*Instructions to follow*:
Copy every line of the entries that has the string "knit" in it.

*Point-per-instance localization data*:
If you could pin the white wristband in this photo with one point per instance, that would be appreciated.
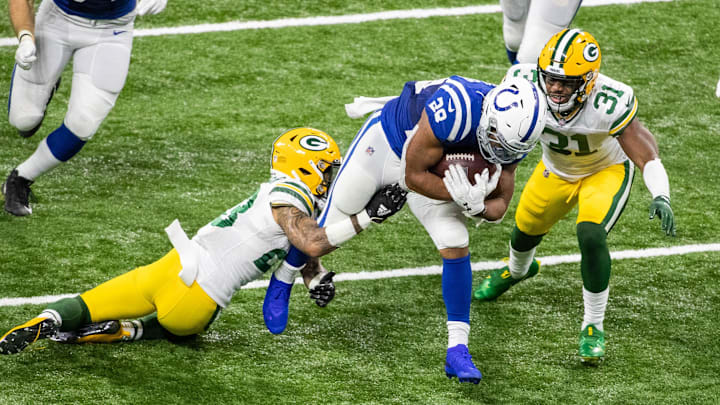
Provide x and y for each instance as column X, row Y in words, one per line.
column 344, row 230
column 22, row 33
column 656, row 179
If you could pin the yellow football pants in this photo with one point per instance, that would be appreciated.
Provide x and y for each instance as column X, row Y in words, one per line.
column 547, row 198
column 182, row 310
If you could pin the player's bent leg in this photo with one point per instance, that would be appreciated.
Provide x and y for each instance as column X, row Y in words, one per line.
column 525, row 266
column 545, row 19
column 191, row 315
column 276, row 306
column 514, row 18
column 88, row 106
column 27, row 103
column 595, row 267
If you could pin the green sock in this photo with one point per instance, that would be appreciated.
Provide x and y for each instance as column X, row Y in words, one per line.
column 595, row 262
column 73, row 312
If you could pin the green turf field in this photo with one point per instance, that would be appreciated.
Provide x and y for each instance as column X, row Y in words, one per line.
column 190, row 137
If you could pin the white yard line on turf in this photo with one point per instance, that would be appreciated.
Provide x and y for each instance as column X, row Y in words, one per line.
column 340, row 19
column 434, row 270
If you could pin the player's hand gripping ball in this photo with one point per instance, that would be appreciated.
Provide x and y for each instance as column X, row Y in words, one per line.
column 471, row 162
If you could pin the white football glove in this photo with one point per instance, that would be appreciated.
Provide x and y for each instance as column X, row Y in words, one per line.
column 151, row 7
column 25, row 54
column 468, row 197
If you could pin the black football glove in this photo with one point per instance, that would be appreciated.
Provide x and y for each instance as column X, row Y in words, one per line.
column 386, row 202
column 324, row 291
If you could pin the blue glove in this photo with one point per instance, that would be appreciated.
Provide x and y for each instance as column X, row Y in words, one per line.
column 661, row 207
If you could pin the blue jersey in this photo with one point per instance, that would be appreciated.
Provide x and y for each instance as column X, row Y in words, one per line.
column 453, row 106
column 97, row 9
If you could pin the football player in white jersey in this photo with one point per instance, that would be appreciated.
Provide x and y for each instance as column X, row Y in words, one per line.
column 402, row 139
column 181, row 294
column 591, row 145
column 97, row 36
column 529, row 24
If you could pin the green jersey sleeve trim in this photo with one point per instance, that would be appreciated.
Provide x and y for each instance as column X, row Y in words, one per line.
column 301, row 194
column 621, row 123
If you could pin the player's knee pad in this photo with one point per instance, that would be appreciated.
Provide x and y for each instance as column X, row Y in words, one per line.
column 443, row 221
column 25, row 120
column 88, row 107
column 26, row 107
column 592, row 239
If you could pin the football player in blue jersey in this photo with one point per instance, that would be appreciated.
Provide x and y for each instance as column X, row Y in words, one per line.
column 529, row 24
column 181, row 294
column 97, row 35
column 401, row 140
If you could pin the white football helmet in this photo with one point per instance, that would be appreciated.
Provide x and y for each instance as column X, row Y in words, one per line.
column 513, row 118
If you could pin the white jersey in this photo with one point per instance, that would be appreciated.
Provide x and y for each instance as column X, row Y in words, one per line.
column 585, row 143
column 245, row 242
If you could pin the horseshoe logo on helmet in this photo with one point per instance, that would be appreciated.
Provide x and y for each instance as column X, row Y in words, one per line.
column 512, row 90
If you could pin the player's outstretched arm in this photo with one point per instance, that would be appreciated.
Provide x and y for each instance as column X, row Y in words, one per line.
column 424, row 151
column 305, row 234
column 640, row 146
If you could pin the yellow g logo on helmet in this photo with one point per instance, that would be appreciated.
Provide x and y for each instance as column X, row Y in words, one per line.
column 572, row 56
column 307, row 154
column 591, row 52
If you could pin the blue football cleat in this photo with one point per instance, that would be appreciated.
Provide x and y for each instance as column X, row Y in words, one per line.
column 458, row 363
column 276, row 305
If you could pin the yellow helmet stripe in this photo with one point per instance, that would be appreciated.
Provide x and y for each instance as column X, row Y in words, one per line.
column 622, row 122
column 296, row 192
column 563, row 44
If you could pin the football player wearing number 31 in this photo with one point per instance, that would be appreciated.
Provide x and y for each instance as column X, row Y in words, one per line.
column 591, row 144
column 98, row 36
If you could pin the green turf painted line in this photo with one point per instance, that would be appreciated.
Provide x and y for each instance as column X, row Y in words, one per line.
column 435, row 270
column 342, row 19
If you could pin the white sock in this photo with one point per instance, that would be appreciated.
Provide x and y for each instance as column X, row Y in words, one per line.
column 38, row 163
column 51, row 314
column 458, row 333
column 287, row 273
column 520, row 262
column 595, row 304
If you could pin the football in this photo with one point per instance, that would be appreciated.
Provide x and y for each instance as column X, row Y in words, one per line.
column 472, row 162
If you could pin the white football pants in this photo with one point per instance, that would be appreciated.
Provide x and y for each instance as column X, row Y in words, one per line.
column 528, row 25
column 101, row 56
column 370, row 164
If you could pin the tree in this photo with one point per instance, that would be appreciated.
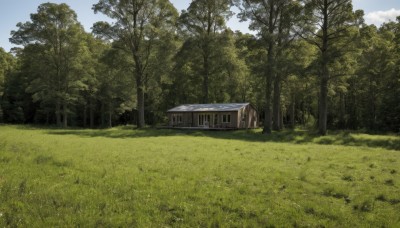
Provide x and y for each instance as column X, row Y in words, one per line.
column 53, row 35
column 7, row 65
column 327, row 21
column 273, row 19
column 203, row 20
column 138, row 24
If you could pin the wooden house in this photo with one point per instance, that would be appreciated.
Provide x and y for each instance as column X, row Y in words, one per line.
column 213, row 116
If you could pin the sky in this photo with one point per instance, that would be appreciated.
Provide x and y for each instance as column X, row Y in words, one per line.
column 14, row 11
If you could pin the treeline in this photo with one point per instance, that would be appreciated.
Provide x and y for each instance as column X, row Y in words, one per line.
column 312, row 63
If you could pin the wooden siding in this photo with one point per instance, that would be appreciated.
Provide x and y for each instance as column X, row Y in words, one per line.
column 244, row 118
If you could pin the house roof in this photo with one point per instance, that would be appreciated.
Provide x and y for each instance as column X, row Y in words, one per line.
column 209, row 107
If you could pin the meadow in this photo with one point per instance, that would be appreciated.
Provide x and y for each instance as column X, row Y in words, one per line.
column 170, row 178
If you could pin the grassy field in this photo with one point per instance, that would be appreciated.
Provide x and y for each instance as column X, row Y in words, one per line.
column 165, row 178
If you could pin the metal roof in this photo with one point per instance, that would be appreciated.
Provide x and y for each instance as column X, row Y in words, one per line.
column 209, row 107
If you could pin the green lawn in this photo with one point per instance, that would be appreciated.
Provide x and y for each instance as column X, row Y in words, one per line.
column 162, row 178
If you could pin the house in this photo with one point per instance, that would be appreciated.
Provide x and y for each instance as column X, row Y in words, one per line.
column 213, row 116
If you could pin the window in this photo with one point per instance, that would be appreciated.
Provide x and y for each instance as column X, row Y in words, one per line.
column 204, row 119
column 177, row 118
column 226, row 118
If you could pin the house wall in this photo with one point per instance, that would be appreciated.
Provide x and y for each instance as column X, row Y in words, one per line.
column 186, row 119
column 232, row 124
column 242, row 119
column 248, row 118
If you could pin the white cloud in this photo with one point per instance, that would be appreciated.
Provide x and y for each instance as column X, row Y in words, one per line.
column 379, row 17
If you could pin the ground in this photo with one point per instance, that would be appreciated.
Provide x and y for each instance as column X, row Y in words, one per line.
column 163, row 178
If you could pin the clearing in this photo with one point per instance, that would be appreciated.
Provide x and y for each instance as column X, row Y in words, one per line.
column 159, row 178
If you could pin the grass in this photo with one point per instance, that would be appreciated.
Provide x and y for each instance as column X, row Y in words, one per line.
column 162, row 178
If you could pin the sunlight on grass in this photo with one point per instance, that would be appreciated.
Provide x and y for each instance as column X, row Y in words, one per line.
column 158, row 178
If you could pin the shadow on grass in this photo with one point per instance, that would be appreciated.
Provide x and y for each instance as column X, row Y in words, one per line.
column 390, row 142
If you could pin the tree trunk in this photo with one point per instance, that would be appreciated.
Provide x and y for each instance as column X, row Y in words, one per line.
column 102, row 114
column 270, row 72
column 323, row 104
column 205, row 78
column 323, row 100
column 110, row 115
column 65, row 115
column 140, row 102
column 292, row 112
column 91, row 114
column 277, row 105
column 84, row 116
column 280, row 118
column 58, row 114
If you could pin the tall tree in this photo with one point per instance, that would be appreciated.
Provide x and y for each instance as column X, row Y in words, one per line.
column 203, row 20
column 54, row 33
column 327, row 22
column 138, row 24
column 7, row 64
column 273, row 19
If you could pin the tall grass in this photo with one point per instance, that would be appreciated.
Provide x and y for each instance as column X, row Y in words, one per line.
column 158, row 178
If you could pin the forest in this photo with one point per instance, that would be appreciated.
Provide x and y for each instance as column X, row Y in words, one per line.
column 309, row 63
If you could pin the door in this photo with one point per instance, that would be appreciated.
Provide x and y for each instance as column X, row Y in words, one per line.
column 205, row 120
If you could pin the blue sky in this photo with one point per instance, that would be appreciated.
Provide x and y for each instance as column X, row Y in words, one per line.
column 14, row 11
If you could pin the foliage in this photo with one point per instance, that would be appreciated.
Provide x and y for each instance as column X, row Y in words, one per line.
column 299, row 70
column 120, row 177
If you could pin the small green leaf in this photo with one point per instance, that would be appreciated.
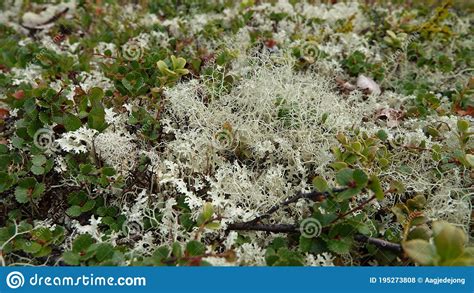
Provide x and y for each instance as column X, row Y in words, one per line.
column 72, row 122
column 344, row 176
column 104, row 251
column 448, row 239
column 340, row 246
column 207, row 211
column 31, row 247
column 38, row 160
column 177, row 250
column 376, row 187
column 22, row 195
column 420, row 251
column 320, row 184
column 37, row 170
column 89, row 205
column 195, row 248
column 382, row 135
column 71, row 258
column 360, row 178
column 82, row 243
column 74, row 211
column 463, row 126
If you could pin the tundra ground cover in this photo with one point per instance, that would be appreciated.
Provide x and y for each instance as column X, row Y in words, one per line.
column 223, row 133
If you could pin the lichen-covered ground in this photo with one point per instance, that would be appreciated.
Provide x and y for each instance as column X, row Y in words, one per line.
column 241, row 133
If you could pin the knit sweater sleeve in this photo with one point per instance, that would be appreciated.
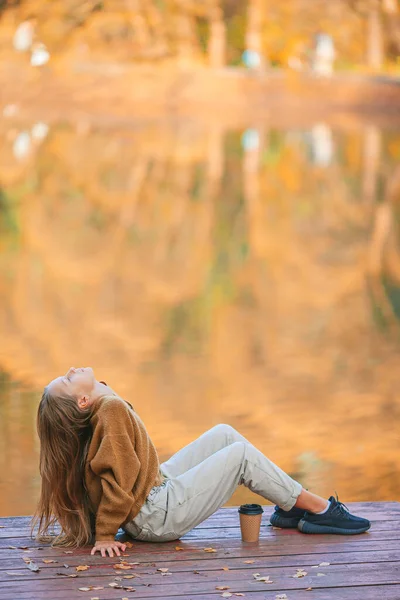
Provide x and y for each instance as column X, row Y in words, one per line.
column 117, row 465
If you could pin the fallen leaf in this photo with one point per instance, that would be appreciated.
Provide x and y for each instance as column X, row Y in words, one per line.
column 222, row 587
column 300, row 573
column 49, row 560
column 265, row 579
column 33, row 566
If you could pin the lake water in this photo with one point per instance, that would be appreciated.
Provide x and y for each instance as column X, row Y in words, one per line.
column 210, row 276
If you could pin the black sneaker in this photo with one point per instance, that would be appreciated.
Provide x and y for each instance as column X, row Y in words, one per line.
column 337, row 519
column 286, row 519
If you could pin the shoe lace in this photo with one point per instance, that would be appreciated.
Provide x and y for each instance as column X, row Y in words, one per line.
column 340, row 507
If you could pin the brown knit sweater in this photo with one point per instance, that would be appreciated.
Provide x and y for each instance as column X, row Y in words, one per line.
column 121, row 466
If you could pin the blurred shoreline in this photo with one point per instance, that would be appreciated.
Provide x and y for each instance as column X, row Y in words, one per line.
column 120, row 94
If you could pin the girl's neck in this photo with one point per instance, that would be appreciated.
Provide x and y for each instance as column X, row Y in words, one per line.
column 102, row 389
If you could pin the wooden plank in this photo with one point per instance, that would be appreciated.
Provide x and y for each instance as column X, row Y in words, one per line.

*Written solution*:
If you could pin the knit sweater sleeve in this photo with one point per instance, that would be appreciated.
If you could pin the brown knit sweater in this photo with one point per instance, that would be appreciated.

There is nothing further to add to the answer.